▸ **Explore the material**:
**A.** Answer these questions from the passage on the Fiji coral reef expedition:
(i) Which two foundations made the expedition possible?
(ii) What position does Sangeeta Mangubhai hold?
(iii) Which project coordinates the expedition?
**B.** Write the next paragraph of the passage on the Fiji coral reef expedition, picking up after its final sentence.

▸ **Excerpt to read**:
....................

The expedition is a collaboration between WWF and Nai‘a Cruises Fiji. It has been made possible through the generosity of the Packard and MacArthur Foundations and their commitment to conservation efforts in the Western Pacific, WWF said.

Sangeeta Mangubhai, WWF¹s regional marine coordinator, said: "This is an exciting opportunity to collect good scientific data on the biodiversity and state of our coral reefs in Fiji. The information will be invaluable for the government in its efforts to protect our country’s biodiversity, scientists studying reefs in the Pacific, to conservation groups and in particular the communities who own these invaluable resources.

"This trip will also be a good example of how collaboration can be forged between conservation groups, tourism industry, government and universities to collect the information required to make good decisions about Fiji’s coral reefs."

The expedition, coordinated by the WWF Fiji Partnerships in Conservation and Development Project, will involve scientists from WWF, the University of the South Pacific, biological consultants and the Department of Fisheries. Cat Holloway of Nai‘a Cruises will also be participating in the collection of fish data, and the taking of still and video photography.

....................

▸ **Provided information**:
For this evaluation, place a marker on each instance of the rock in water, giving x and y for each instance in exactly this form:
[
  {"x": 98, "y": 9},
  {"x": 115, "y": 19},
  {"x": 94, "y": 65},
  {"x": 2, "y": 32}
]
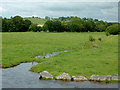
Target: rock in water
[
  {"x": 100, "y": 77},
  {"x": 116, "y": 78},
  {"x": 94, "y": 77},
  {"x": 63, "y": 76},
  {"x": 79, "y": 78},
  {"x": 45, "y": 75}
]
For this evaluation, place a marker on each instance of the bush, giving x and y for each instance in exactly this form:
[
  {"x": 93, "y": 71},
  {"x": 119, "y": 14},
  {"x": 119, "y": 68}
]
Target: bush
[
  {"x": 113, "y": 29},
  {"x": 91, "y": 38}
]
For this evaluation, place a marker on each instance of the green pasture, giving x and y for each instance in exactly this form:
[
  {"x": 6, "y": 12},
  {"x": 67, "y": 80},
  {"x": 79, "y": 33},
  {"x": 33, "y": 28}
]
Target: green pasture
[
  {"x": 36, "y": 20},
  {"x": 84, "y": 57}
]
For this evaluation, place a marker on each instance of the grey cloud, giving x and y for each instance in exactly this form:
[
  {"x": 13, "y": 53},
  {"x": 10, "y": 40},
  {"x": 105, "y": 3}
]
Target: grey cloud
[{"x": 101, "y": 10}]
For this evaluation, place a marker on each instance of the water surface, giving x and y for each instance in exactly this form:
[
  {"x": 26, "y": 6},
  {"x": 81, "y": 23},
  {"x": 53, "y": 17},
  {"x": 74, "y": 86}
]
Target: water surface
[{"x": 20, "y": 77}]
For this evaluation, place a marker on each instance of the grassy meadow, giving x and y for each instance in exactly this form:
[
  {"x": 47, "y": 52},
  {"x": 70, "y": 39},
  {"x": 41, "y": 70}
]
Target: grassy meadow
[
  {"x": 36, "y": 20},
  {"x": 84, "y": 57}
]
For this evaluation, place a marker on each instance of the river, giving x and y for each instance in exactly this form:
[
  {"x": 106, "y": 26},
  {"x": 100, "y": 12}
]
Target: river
[{"x": 20, "y": 77}]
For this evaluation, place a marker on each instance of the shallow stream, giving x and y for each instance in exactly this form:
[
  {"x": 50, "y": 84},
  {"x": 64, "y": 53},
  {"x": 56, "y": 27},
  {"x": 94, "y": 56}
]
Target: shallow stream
[{"x": 21, "y": 77}]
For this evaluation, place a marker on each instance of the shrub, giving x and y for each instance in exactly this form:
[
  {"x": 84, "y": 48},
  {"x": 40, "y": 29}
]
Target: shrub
[{"x": 91, "y": 38}]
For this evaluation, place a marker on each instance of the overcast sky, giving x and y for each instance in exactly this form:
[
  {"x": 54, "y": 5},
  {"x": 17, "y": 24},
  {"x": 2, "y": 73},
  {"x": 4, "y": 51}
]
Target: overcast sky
[{"x": 107, "y": 11}]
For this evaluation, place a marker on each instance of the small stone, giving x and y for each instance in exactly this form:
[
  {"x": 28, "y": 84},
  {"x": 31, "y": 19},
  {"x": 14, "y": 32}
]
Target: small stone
[
  {"x": 94, "y": 77},
  {"x": 79, "y": 78},
  {"x": 63, "y": 76},
  {"x": 45, "y": 75}
]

....................

▸ **Numbered answers**:
**A.**
(i) The Packard and MacArthur Foundations
(ii) Regional marine coordinator for WWF
(iii) The WWF Fiji Partnerships in Conservation and Development Project

**B.**
WWF said a team has already visited with traditional owners in the communities where the scientific studies will be carried out. It conducted community awareness discussions as well as obtaining community consent for the expedition.

The expedition will begin with six days of studying coral reefs in the Lomaiviti group, five days studying the community marine reserve established by Waisomo village and five days surveying the rest of the Great Astrolabe Reef in Kadavu.

The objective of the trip is to collect baseline biological information on the health of coral reefs and to determine the conservation status of various areas of the reefs. This will enable the design of a long-term marine conservation and monitoring program for WWF and partners to implement with the local communities.